→ WHAT YOU NEED TO DO:
a - Answer these questions from the passage on Tarceva diagnostics:
(i) At which institution is Fred Hirsch a researcher?
(ii) Approximately how many patients receive treatment for first-line NSCLC?
(iii) What was the total clinical trial population in Tsao's study?
b - The passage on Tarceva diagnostics says that approximately half of tumors in Tsao's study tested positive for either protein expression or high gene-copy number. Using the figures in the passage, explain what supports that statement.
c - Reproduce the passage on Tarceva diagnostics from "Shepherd said biomarkers" up to and including "without a diagnostic.".

→ TEXT UNDER STUDY:
..............................

Shepherd said biomarkers for survival would likely end up being the same for both first- and second-line therapies. Fred Hirsch, a University of Colorado Cancer Center researcher who has studied EGFR-related drugs extensively, said the existence of a diagnostic for first-line treatment using Tarceva may not weigh on doctors' decisions to prescribe it in second-line treatment without a diagnostic.
But whether a diagnostic would be required to bring Tarceva into first-line treatment is not yet known, and neither is the degree to which it might limit prescriptions for either line of therapy. "It's too early to say if there will be a diagnostic for Tarceva and what it might look like," said Wilson via e-mail. In general, "there are more patients receiving treatment for first-line NSCLC (approx. 69,000) than [for] second- or third-line NSCLC (approx. 41,000)," she said.
In Tsao's study, approximately half of tumors tested positive for either protein expression or high gene-copy number. In the total clinical trial population of 731, 325 tumors were tested for EGFR expression and 125 were successfully tested for high gene-copy number in Tsao's study. About 57 percent of tumors, or 184 samples, were EGFR-positive: 50 percent of adenocarcinoma samples and 63 percent of samples of tumors of other types. Forty-five percent of tumors tested successfully with FISH showed high gene-copy numbers: 48 percent of adenocarcinoma samples and 41 percent of samples of other types.

..............................

→ INPUT DATA:
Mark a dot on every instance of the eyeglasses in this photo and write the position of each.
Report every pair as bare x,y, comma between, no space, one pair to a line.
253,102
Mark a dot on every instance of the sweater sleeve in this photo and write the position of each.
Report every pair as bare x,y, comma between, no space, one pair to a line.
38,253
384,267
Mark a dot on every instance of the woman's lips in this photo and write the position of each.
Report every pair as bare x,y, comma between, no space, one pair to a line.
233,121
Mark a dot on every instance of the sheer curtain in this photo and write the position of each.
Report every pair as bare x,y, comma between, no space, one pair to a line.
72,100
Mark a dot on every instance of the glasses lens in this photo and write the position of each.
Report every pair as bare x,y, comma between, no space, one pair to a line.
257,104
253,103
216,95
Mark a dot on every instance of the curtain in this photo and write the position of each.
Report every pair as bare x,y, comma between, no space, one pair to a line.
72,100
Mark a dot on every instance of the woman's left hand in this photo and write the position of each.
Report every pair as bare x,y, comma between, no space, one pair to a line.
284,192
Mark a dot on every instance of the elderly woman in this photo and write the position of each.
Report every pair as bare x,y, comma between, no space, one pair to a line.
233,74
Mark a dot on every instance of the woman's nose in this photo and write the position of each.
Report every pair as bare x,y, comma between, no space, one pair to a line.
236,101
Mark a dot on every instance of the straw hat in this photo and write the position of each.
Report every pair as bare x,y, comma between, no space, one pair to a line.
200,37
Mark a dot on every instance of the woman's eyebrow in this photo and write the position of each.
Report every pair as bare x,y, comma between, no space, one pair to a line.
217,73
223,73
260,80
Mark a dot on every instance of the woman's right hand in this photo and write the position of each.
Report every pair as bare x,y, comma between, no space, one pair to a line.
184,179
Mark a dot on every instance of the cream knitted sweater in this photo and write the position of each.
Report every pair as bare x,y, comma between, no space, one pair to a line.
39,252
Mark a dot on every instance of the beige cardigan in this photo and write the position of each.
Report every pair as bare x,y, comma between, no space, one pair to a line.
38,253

..............................

→ RESPONSES TO THE EXERCISE:
a -
(i) The University of Colorado Cancer Center.
(ii) Approximately 69,000.
(iii) 731.

b - About 57 percent of the tumors tested for EGFR expression, or 184 samples, were EGFR-positive. Forty-five percent of the tumors successfully tested with FISH showed high gene-copy numbers. Both figures are close to half.

c -
Shepherd said biomarkers for survival would likely end up being the same for both first- and second-line therapies. Fred Hirsch, a University of Colorado Cancer Center researcher who has studied EGFR-related drugs extensively, said the existence of a diagnostic for first-line treatment using Tarceva may not weigh on doctors' decisions to prescribe it in second-line treatment without a diagnostic.